Exercise brief
Transcribe the listing below word for word, leaving out any pictures.

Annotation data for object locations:
------------------------------------------------------------------------
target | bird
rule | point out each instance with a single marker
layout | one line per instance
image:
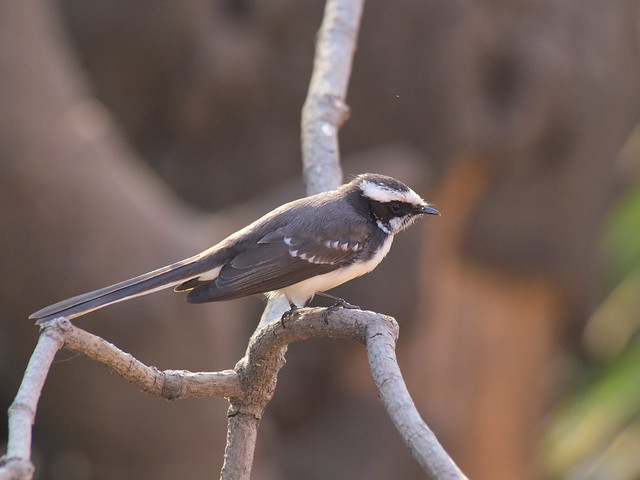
(298, 250)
------------------------------------------------------------------------
Exercise solution
target | bird
rule | point out each instance with a single marker
layout | one line per instance
image:
(298, 250)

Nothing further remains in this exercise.